Copy out the Node.js vs SilkJS text below word for word, in full.

===== Text excerpt

Node.js vs SilkJS

28 09 2012

synchronous ducks

Node.js, everyone on the planet has heard about. Every developer at least. SilkJS is relatively new and creates an interesting server to compare Node.js against because it shares so much of the same code base. Both are based on the Google V8 Javascript engine that convert JS into compiled code before executing. Node.js as we all know uses a single thread that uses a OS level event queue to process events. What is often overlooked is that Node.js uses a single thread, and therefore a single core of the host machine. SilkJS is a threaded server using pthreads where each thread processes the request leaving it upto the OS to manage interleaving between threads while waiting for IO to complete. Node.js is often refereed to as Async and SilkJS is Sync. The advantages to both approaches that are the source of many flame wars. There is a good summary of the differences and reasons for each approach on the SilkJS website. In essence SilkJS claims to have a less complex programming model that does not require the developer to constantly think of everything in terms of events and callbacks in order to coerce a single thread into doing useful work whilst IO is happening. Although this approach hands the interleaving of IO over to the OS letting it decide when each pthread should be run. OS developers will argue that thats what an OS should be doing and certainly to get the most out of modern multicore hardware there is almost no way of getting away from the need to run multiple processes or threads to use all cores. There is some evidence in the benchmarks (horror, benchmarks, that’s a red rag to a bull!) from Node.js, SilkJS, Tomcat7, Jetty8, Tornado etc that using multiple threads or processes is a requirement for making use of all cores. So what is that evidence ?

==========
===== Source data

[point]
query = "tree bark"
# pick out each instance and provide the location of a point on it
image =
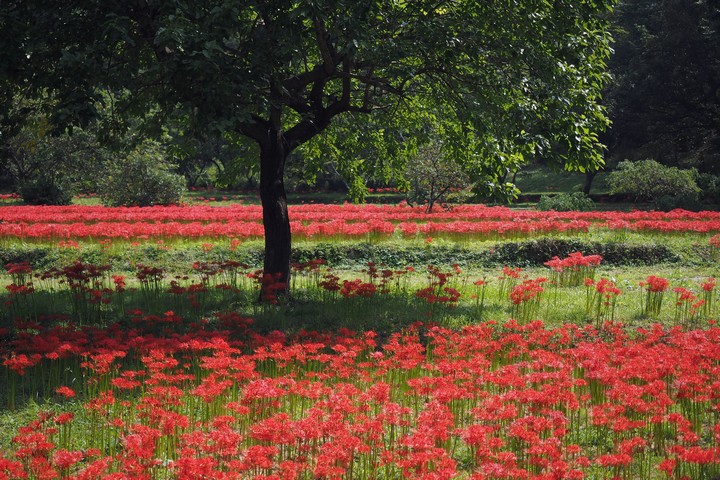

==========

#### Output for this exercise:
Node.js vs SilkJS

28 09 2012

synchronous ducks

Node.js, everyone on the planet has heard about. Every developer at least. SilkJS is relatively new and creates an interesting server to compare Node.js against because it shares so much of the same code base. Both are based on the Google V8 Javascript engine that convert JS into compiled code before executing. Node.js as we all know uses a single thread that uses a OS level event queue to process events. What is often overlooked is that Node.js uses a single thread, and therefore a single core of the host machine. SilkJS is a threaded server using pthreads where each thread processes the request leaving it upto the OS to manage interleaving between threads while waiting for IO to complete. Node.js is often refereed to as Async and SilkJS is Sync. The advantages to both approaches that are the source of many flame wars. There is a good summary of the differences and reasons for each approach on the SilkJS website. In essence SilkJS claims to have a less complex programming model that does not require the developer to constantly think of everything in terms of events and callbacks in order to coerce a single thread into doing useful work whilst IO is happening. Although this approach hands the interleaving of IO over to the OS letting it decide when each pthread should be run. OS developers will argue that thats what an OS should be doing and certainly to get the most out of modern multicore hardware there is almost no way of getting away from the need to run multiple processes or threads to use all cores. There is some evidence in the benchmarks (horror, benchmarks, that’s a red rag to a bull!) from Node.js, SilkJS, Tomcat7, Jetty8, Tornado etc that using multiple threads or processes is a requirement for making use of all cores. So what is that evidence ?